Dataset —
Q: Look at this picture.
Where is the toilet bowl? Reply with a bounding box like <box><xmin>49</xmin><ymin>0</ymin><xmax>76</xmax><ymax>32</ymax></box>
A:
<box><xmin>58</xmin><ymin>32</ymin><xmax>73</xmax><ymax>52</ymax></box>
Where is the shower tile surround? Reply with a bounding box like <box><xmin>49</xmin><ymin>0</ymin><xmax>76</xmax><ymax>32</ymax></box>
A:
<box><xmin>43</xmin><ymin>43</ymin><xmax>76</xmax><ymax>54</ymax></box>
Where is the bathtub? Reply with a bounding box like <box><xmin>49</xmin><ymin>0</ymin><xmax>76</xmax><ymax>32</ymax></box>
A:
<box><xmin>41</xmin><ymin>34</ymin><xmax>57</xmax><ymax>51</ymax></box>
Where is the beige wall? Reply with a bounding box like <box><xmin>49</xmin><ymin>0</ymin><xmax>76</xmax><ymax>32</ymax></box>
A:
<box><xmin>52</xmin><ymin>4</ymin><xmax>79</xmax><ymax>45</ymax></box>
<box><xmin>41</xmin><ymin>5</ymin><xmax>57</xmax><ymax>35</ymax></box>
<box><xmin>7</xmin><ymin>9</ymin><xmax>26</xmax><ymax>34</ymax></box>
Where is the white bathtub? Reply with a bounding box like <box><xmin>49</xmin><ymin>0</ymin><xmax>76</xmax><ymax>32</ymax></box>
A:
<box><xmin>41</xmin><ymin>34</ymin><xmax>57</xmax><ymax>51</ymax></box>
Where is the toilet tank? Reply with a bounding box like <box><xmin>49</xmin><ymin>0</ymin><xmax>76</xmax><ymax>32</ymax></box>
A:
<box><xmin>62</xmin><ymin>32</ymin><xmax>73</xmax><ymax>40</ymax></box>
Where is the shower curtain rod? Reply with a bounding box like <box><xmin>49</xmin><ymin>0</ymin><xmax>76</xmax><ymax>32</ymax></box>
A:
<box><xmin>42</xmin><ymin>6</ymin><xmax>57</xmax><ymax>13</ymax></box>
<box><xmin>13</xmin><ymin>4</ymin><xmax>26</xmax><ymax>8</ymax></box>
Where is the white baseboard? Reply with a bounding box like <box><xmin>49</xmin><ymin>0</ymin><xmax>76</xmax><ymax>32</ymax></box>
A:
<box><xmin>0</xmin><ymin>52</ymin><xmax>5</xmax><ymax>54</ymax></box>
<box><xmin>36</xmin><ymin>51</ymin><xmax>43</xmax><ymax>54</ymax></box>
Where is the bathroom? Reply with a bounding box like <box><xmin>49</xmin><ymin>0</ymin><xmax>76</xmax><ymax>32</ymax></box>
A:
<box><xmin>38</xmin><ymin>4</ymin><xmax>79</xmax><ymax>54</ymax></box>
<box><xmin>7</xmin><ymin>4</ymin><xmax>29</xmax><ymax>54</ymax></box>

Given problem — Each line from the one containing "Where is the white bathtub?" to the end of the listing above should be copied exactly, and nothing else.

Solution to the exercise —
Where is the white bathtub? Reply with a bounding box like <box><xmin>49</xmin><ymin>0</ymin><xmax>76</xmax><ymax>32</ymax></box>
A:
<box><xmin>41</xmin><ymin>34</ymin><xmax>57</xmax><ymax>51</ymax></box>
Where is the toilet tank? Reply with a bounding box like <box><xmin>49</xmin><ymin>0</ymin><xmax>76</xmax><ymax>32</ymax></box>
A:
<box><xmin>62</xmin><ymin>32</ymin><xmax>73</xmax><ymax>40</ymax></box>
Where is the shower curtain rod? Reply with a bounding box like <box><xmin>49</xmin><ymin>0</ymin><xmax>76</xmax><ymax>32</ymax></box>
A:
<box><xmin>42</xmin><ymin>6</ymin><xmax>57</xmax><ymax>13</ymax></box>
<box><xmin>13</xmin><ymin>4</ymin><xmax>26</xmax><ymax>8</ymax></box>
Where is the white baseboard? Reply with a bounding box like <box><xmin>49</xmin><ymin>0</ymin><xmax>76</xmax><ymax>32</ymax></box>
A:
<box><xmin>0</xmin><ymin>52</ymin><xmax>5</xmax><ymax>54</ymax></box>
<box><xmin>36</xmin><ymin>51</ymin><xmax>43</xmax><ymax>54</ymax></box>
Where is the bathroom? Reply with a bounding box like <box><xmin>49</xmin><ymin>0</ymin><xmax>76</xmax><ymax>32</ymax></box>
A:
<box><xmin>38</xmin><ymin>4</ymin><xmax>79</xmax><ymax>54</ymax></box>
<box><xmin>7</xmin><ymin>4</ymin><xmax>29</xmax><ymax>54</ymax></box>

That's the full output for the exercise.